— Texte à lire —
▬▬▬▬▬▬

Après plusieurs jours de négociation entre le gouvernement et l’intersyndicale de l’éducation, autour du statut particulier des enseignants, le porte-parole des syndicats a annoncé une grève générale et illimitée, sur tout le territoire national. Cette décision prise sans consulter le syndicat libre des enseignants et chercheurs de Guinée (SLECG) a suscité de vives réactions au sein de la structure syndicale.
Interrogé ce dimanche 30 novembre 2025 par notre correspondant régional, le coordinateur du SLECG à N’Zérékoré a déploré la décision prise par l’intersyndicale. Dans sa déclaration, Amara Kadiatou Camara a rappelé que ces décisions prises sans consulter le SLECG, ne datent pas d’aujourd’hui. Par conséquent, sa fédération se désolidarise purement et simplement.
‘’Pour nous, la négociation continue. C’est pour vous dire qu’on a été surpris par l’annonce faite par M. Balamou. C’est à travers les réseaux sociaux qu’on a vu la décision sans pour autant consulter le SLECG. Le gouvernement nous a dit qu’il allait revenir le lundi pour qu’on discute autour de la signature du statut particulier. Donc, nous attendions ce jour. S’il n’y a pas d’issue favorable, il reviendra à la base de décider. S’il s’agit d’aller en grève, nous irons en grève, mais ça ne sera pas le lundi 1er décembre’’, a précisé Amara Kadiatou Camara.

▬▬▬▬▬▬

— Matériel fourni —
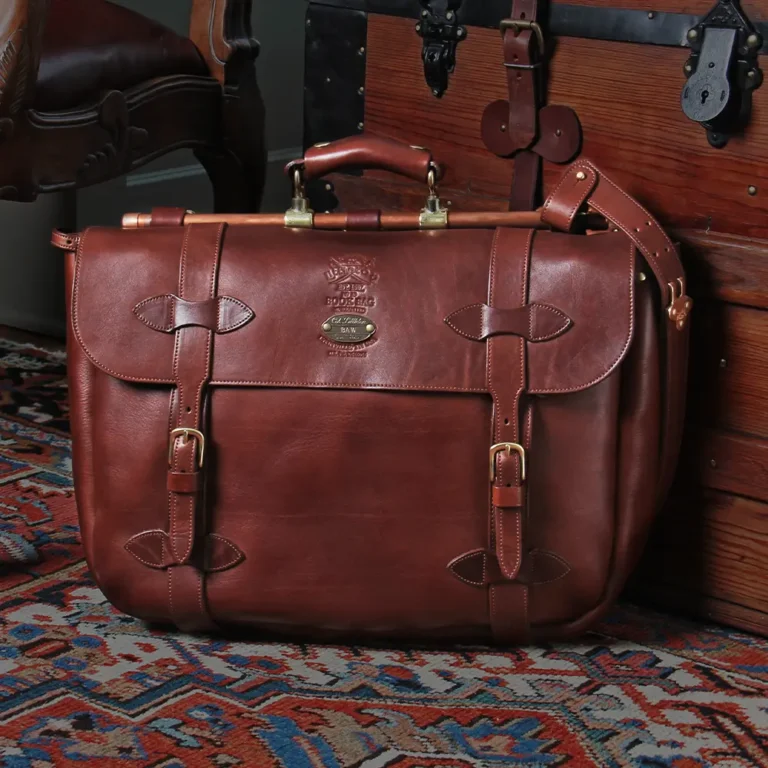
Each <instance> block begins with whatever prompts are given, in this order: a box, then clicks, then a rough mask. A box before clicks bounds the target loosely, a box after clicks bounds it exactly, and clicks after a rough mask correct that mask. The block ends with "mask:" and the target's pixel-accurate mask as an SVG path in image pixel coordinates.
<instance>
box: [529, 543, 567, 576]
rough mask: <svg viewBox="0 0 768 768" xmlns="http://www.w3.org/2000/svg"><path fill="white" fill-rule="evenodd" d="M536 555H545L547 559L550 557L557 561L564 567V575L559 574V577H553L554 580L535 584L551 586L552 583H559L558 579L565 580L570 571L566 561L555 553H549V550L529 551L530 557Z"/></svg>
mask: <svg viewBox="0 0 768 768" xmlns="http://www.w3.org/2000/svg"><path fill="white" fill-rule="evenodd" d="M538 553H541V554H547V555H548V556H549V557H552V558H554V559H555V560H557V561H558V562H559V563H560V565H562V566H564V567H565V573H561V574H560V575H559V576H555V578H554V579H547V580H546V581H537V582H536V584H551V583H552V582H554V581H560V579H563V578H565V577H566V576H567V575H568V574H569V573H570V572H571V570H572V569H571V566H570V564H569V563H568V561H567V560H564V559H563V558H562V557H560V555H558V554H557V553H555V552H550V551H549V550H543V549H533V550H531V556H532V557H533V556H535V555H536V554H538Z"/></svg>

▬▬▬▬▬▬

— Consigne —
Citez le passage de l'article sur la grève des enseignants qui commence aux mots « Après plusieurs jours » et s'arrête après « la structure syndicale. ». Les lignes ci-dessus n'interviennent pas dans cet exercice.

— Résultat —
Après plusieurs jours de négociation entre le gouvernement et l’intersyndicale de l’éducation, autour du statut particulier des enseignants, le porte-parole des syndicats a annoncé une grève générale et illimitée, sur tout le territoire national. Cette décision prise sans consulter le syndicat libre des enseignants et chercheurs de Guinée (SLECG) a suscité de vives réactions au sein de la structure syndicale.